### 本文
☆ ☆ ☆
喘息治療に用いる去痰薬「ムコソルバン」の特徴と効果、副作用
ムコソルバンは、喘息や気管支炎、COPD(慢性閉塞性肺疾患)などで痰が絡んでいるときに用いる薬です。
錠剤(ムコソルバン錠)のほか、液体のシロップと、シロップを乾燥させて顆粒状にしたドライシロップがあります。
この記事では、ムコソルバン錠の使い方や効果、副作用などについて解説します。初めて使う方も、使っているうちに疑問点が出てきた方も、ぜひ読んでください。
1.ムコソルバンとはどのような薬か
ムコソルバン(一般名:アンブロキソール)は、痰を出しやすくする作用を持つ薬である去痰薬の一種です。
空気の通り道である気道では、呼吸の際に体内に侵入した細菌やウイルス、ホコリやカビなどの有害な物質を体外に押し出すために、せん毛運動と呼ばれる働きが行われています。
この時、痰はせん毛に押し出された異物を絡めとる役割を担っているのですが、喘息の患者さんは気道に慢性的な炎症があるため、痰のキレが悪くなっていて、うまく異物を吐き出せないことがあります。
☆ ☆ ☆
### 分析用データ
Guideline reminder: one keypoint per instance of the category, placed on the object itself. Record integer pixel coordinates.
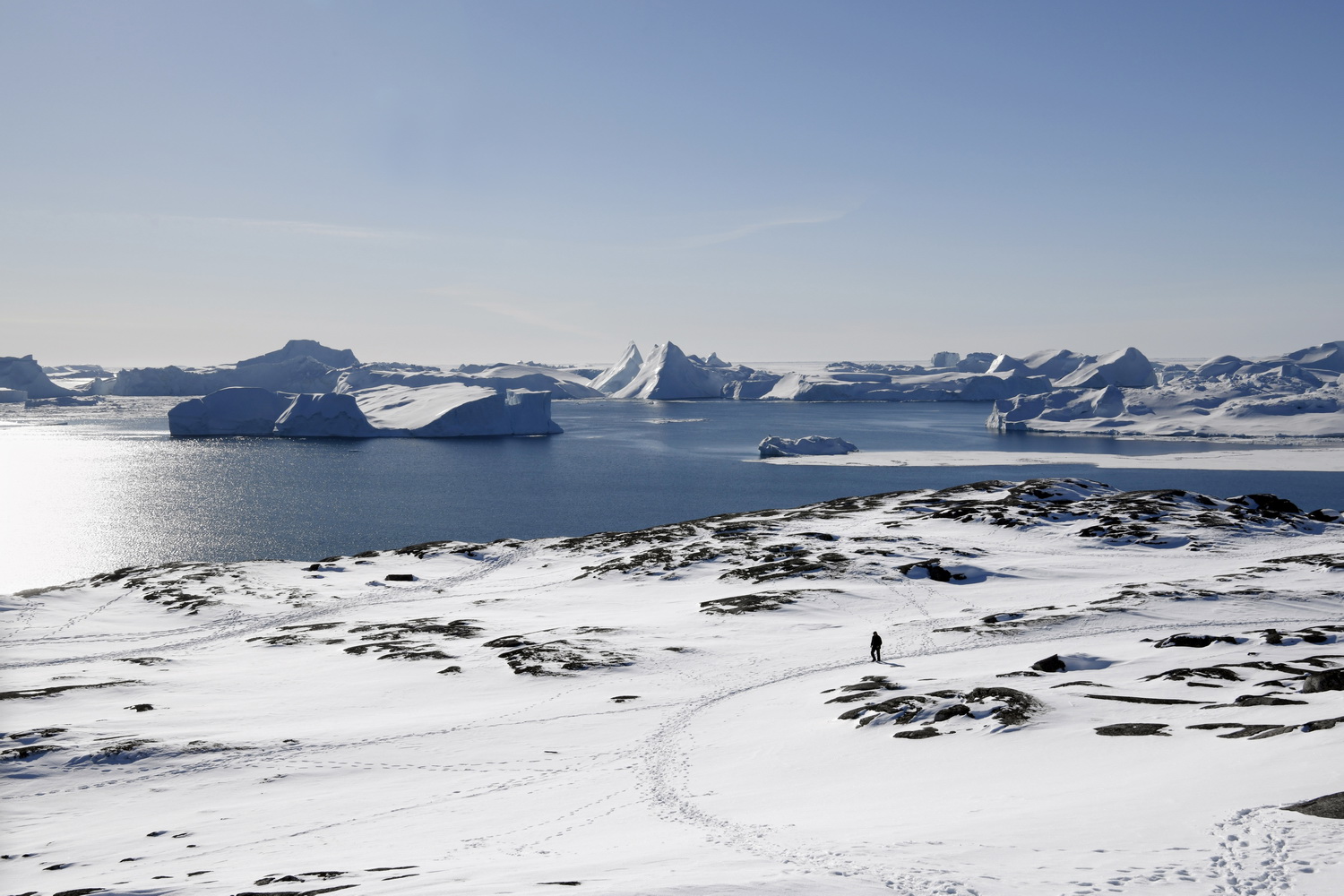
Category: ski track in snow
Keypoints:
(1252, 850)
(1250, 860)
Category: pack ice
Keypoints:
(1297, 395)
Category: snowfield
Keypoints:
(1082, 691)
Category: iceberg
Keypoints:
(669, 375)
(444, 410)
(1128, 368)
(620, 375)
(325, 416)
(306, 349)
(308, 367)
(943, 386)
(1225, 395)
(238, 410)
(449, 410)
(502, 376)
(26, 375)
(808, 445)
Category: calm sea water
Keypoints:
(91, 489)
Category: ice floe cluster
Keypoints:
(1055, 390)
(1296, 394)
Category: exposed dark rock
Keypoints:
(902, 710)
(1327, 806)
(562, 657)
(1050, 664)
(1202, 672)
(1261, 700)
(760, 600)
(932, 567)
(1322, 681)
(948, 712)
(31, 751)
(1133, 729)
(1241, 729)
(1016, 708)
(1152, 700)
(30, 694)
(1187, 640)
(1075, 684)
(919, 734)
(507, 641)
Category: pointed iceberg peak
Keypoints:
(617, 376)
(667, 374)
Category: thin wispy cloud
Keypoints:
(508, 306)
(755, 228)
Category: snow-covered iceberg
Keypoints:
(306, 366)
(238, 410)
(443, 410)
(668, 374)
(620, 375)
(26, 375)
(1223, 397)
(941, 386)
(561, 384)
(808, 445)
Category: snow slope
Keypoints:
(691, 708)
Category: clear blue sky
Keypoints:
(500, 179)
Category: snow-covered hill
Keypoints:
(1082, 691)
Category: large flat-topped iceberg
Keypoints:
(941, 386)
(808, 445)
(306, 366)
(444, 410)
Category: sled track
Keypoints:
(1252, 858)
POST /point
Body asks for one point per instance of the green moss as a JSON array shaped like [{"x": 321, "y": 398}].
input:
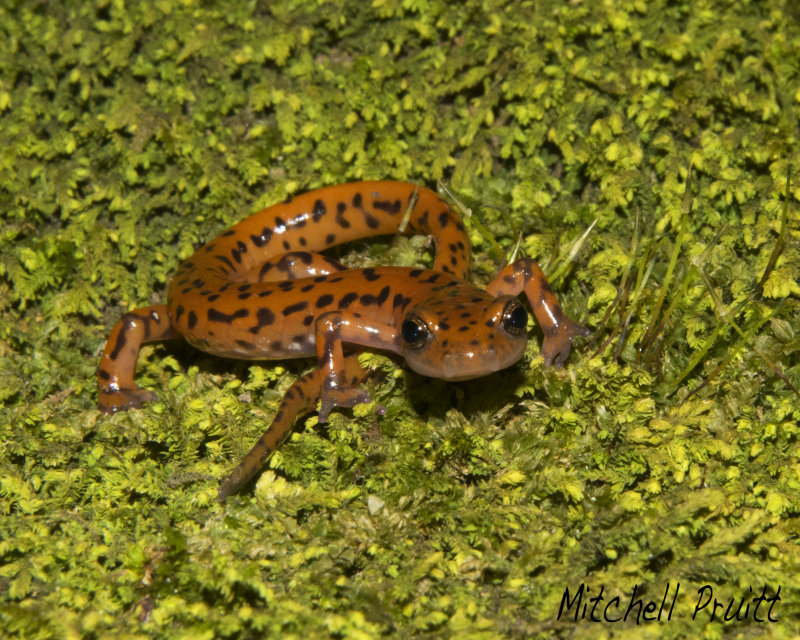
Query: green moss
[{"x": 667, "y": 449}]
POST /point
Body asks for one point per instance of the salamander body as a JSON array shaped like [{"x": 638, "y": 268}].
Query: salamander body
[{"x": 262, "y": 291}]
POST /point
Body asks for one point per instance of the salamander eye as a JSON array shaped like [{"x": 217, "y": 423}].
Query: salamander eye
[
  {"x": 515, "y": 318},
  {"x": 415, "y": 332}
]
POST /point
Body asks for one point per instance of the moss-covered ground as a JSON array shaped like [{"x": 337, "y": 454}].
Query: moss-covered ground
[{"x": 646, "y": 152}]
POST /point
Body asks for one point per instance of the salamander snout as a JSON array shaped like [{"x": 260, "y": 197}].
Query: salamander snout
[{"x": 457, "y": 339}]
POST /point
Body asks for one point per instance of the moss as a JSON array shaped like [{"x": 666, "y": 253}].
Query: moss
[{"x": 666, "y": 451}]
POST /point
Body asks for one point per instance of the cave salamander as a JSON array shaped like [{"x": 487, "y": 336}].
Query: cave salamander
[{"x": 260, "y": 291}]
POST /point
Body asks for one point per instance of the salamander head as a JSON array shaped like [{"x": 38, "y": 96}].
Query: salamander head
[{"x": 461, "y": 338}]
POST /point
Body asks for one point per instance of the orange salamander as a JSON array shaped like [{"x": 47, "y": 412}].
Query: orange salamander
[{"x": 261, "y": 292}]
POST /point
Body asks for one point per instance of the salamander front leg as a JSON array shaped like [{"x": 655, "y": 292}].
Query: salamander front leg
[
  {"x": 559, "y": 330},
  {"x": 300, "y": 398},
  {"x": 334, "y": 328},
  {"x": 117, "y": 390}
]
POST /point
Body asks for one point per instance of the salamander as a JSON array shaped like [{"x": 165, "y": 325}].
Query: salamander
[{"x": 262, "y": 291}]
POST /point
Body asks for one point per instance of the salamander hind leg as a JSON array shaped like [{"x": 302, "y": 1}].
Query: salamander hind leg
[
  {"x": 300, "y": 398},
  {"x": 117, "y": 390},
  {"x": 332, "y": 330}
]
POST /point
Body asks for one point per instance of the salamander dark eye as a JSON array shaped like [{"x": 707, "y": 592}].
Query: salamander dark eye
[
  {"x": 515, "y": 318},
  {"x": 415, "y": 332}
]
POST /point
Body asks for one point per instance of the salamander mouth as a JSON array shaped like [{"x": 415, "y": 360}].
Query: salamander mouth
[{"x": 466, "y": 365}]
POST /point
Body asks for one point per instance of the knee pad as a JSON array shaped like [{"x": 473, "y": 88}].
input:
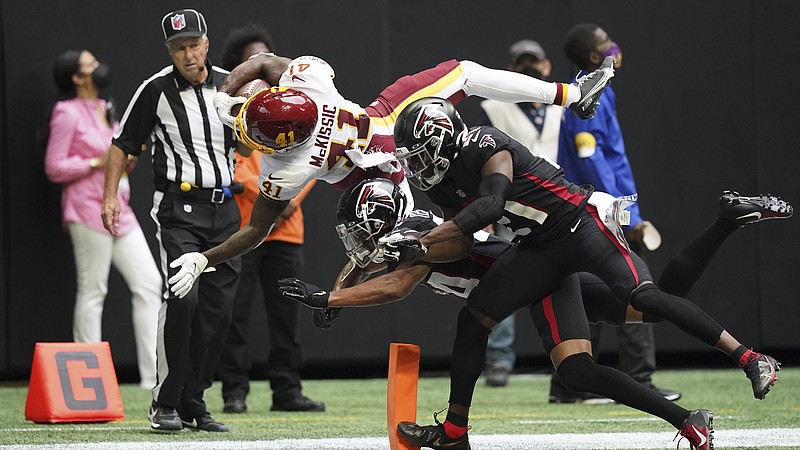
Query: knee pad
[
  {"x": 572, "y": 371},
  {"x": 471, "y": 323},
  {"x": 644, "y": 297}
]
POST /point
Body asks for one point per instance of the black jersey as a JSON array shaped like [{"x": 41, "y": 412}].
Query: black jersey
[
  {"x": 458, "y": 277},
  {"x": 541, "y": 204}
]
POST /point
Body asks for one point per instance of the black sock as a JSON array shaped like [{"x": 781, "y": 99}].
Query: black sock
[
  {"x": 580, "y": 373},
  {"x": 469, "y": 351},
  {"x": 684, "y": 269},
  {"x": 457, "y": 420}
]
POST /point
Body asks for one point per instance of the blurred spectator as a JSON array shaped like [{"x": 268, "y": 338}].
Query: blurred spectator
[
  {"x": 279, "y": 256},
  {"x": 593, "y": 152},
  {"x": 80, "y": 129}
]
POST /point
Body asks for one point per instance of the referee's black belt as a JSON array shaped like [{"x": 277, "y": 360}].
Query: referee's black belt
[{"x": 213, "y": 195}]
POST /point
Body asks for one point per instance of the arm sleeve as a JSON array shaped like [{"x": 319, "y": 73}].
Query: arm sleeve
[
  {"x": 59, "y": 164},
  {"x": 505, "y": 86},
  {"x": 138, "y": 121},
  {"x": 488, "y": 208}
]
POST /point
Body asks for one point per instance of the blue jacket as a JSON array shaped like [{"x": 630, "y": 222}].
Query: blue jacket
[{"x": 607, "y": 167}]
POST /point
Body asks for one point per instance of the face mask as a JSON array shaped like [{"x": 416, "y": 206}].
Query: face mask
[
  {"x": 532, "y": 72},
  {"x": 614, "y": 51},
  {"x": 101, "y": 77}
]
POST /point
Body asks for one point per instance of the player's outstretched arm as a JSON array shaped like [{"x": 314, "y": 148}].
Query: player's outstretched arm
[
  {"x": 265, "y": 66},
  {"x": 386, "y": 288}
]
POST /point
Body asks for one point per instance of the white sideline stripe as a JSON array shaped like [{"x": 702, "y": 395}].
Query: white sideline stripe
[{"x": 752, "y": 438}]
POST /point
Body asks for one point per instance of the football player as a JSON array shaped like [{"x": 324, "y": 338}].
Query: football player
[
  {"x": 480, "y": 176},
  {"x": 371, "y": 209},
  {"x": 307, "y": 130}
]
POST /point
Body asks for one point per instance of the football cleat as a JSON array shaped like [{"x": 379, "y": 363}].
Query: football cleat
[
  {"x": 205, "y": 423},
  {"x": 164, "y": 418},
  {"x": 698, "y": 429},
  {"x": 431, "y": 436},
  {"x": 762, "y": 370},
  {"x": 592, "y": 86},
  {"x": 748, "y": 210}
]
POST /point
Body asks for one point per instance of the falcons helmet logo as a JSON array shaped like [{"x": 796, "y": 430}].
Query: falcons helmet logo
[
  {"x": 373, "y": 196},
  {"x": 431, "y": 119}
]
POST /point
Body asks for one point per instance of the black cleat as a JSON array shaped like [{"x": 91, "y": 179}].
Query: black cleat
[
  {"x": 431, "y": 436},
  {"x": 497, "y": 375},
  {"x": 205, "y": 423},
  {"x": 748, "y": 210},
  {"x": 762, "y": 370},
  {"x": 164, "y": 418},
  {"x": 592, "y": 86},
  {"x": 234, "y": 405},
  {"x": 698, "y": 429}
]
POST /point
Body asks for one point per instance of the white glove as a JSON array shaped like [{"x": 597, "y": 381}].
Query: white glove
[
  {"x": 192, "y": 265},
  {"x": 223, "y": 104}
]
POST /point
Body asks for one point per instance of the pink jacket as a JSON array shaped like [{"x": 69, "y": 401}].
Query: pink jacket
[{"x": 76, "y": 135}]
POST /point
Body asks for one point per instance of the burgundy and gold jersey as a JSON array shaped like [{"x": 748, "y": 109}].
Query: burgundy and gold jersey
[{"x": 344, "y": 126}]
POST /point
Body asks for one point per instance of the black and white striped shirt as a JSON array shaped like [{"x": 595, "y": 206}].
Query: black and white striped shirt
[{"x": 190, "y": 143}]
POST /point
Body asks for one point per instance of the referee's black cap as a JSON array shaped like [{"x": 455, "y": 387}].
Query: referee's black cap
[{"x": 183, "y": 23}]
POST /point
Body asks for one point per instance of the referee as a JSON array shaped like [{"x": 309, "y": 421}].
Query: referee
[{"x": 193, "y": 163}]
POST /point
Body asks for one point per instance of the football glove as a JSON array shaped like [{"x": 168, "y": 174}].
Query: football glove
[
  {"x": 324, "y": 317},
  {"x": 403, "y": 246},
  {"x": 223, "y": 104},
  {"x": 305, "y": 293},
  {"x": 191, "y": 266}
]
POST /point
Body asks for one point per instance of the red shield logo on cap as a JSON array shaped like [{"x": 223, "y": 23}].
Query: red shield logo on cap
[{"x": 178, "y": 22}]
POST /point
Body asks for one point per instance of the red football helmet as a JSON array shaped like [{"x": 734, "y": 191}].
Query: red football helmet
[{"x": 276, "y": 120}]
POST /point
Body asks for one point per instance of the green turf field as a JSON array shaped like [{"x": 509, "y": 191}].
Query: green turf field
[{"x": 356, "y": 408}]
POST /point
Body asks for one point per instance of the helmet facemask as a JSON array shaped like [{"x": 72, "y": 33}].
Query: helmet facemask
[{"x": 368, "y": 211}]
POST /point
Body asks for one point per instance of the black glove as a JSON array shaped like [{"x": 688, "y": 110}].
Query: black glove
[
  {"x": 305, "y": 293},
  {"x": 324, "y": 317},
  {"x": 403, "y": 246}
]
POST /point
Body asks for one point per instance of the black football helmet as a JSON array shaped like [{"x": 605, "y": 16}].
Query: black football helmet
[
  {"x": 425, "y": 140},
  {"x": 367, "y": 211}
]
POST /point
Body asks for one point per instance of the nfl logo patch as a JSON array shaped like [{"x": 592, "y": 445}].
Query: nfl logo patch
[{"x": 178, "y": 22}]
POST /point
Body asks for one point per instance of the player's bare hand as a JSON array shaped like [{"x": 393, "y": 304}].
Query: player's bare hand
[{"x": 403, "y": 246}]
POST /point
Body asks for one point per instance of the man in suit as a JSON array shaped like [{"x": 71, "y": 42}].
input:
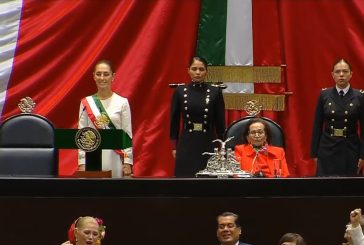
☆ ☆ ☆
### 課題
本文によると、ムコソルバンの一般名は何ですか。

### 解答
アンブロキソール